--- Begin ---

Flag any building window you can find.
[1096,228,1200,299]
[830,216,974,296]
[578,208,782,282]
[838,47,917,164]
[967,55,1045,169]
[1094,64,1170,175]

--- End ---

State how many lines of the listing above contain the string "window", counting only case-sensitive matches, and reply with that number alone.

Answer to the task. 1